##### The input #####
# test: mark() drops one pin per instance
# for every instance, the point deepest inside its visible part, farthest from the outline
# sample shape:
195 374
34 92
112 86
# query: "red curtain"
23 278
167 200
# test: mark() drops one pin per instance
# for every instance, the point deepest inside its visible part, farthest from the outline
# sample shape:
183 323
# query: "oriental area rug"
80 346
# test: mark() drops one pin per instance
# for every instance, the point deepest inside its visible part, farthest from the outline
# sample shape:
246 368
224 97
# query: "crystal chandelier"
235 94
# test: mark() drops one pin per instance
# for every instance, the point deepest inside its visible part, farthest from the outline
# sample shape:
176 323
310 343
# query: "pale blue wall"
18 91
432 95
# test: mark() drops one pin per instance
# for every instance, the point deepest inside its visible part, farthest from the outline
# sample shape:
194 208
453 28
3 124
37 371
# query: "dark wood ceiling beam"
#####
> _Problem_:
Copy down the whole of the data above, matching it exactly.

> _Exercise solution_:
# test: mark() drops one pin per instance
# for every instance, the point deepest inside its visible part, farthest from the outline
# sample shape:
195 374
34 92
112 86
# query: "red curtain"
23 278
167 200
# test: mark() drops one pin per instance
# for every instance, the point deepest inside its visible part, farthest from the outline
# sample shape:
183 323
# query: "oriental area rug"
80 346
# test: mark() drops one pin per instance
# for every instance, the point deepest inside its visible part, farthest from the outline
# sample shape:
246 368
224 97
# query: "crystal chandelier"
235 94
# test: mark() drops one pin per instance
# for every instance, the point deepest inside its visible part, farthest from the outline
# sample shape:
176 323
310 343
# query: "pale blue wall"
18 91
432 95
# test: mark() drops one pin per instance
# for every instance, the point deepest inside its visible part, farthest from the outline
# sample shape:
194 208
453 28
3 124
37 371
# query: "dark wood ceiling beam"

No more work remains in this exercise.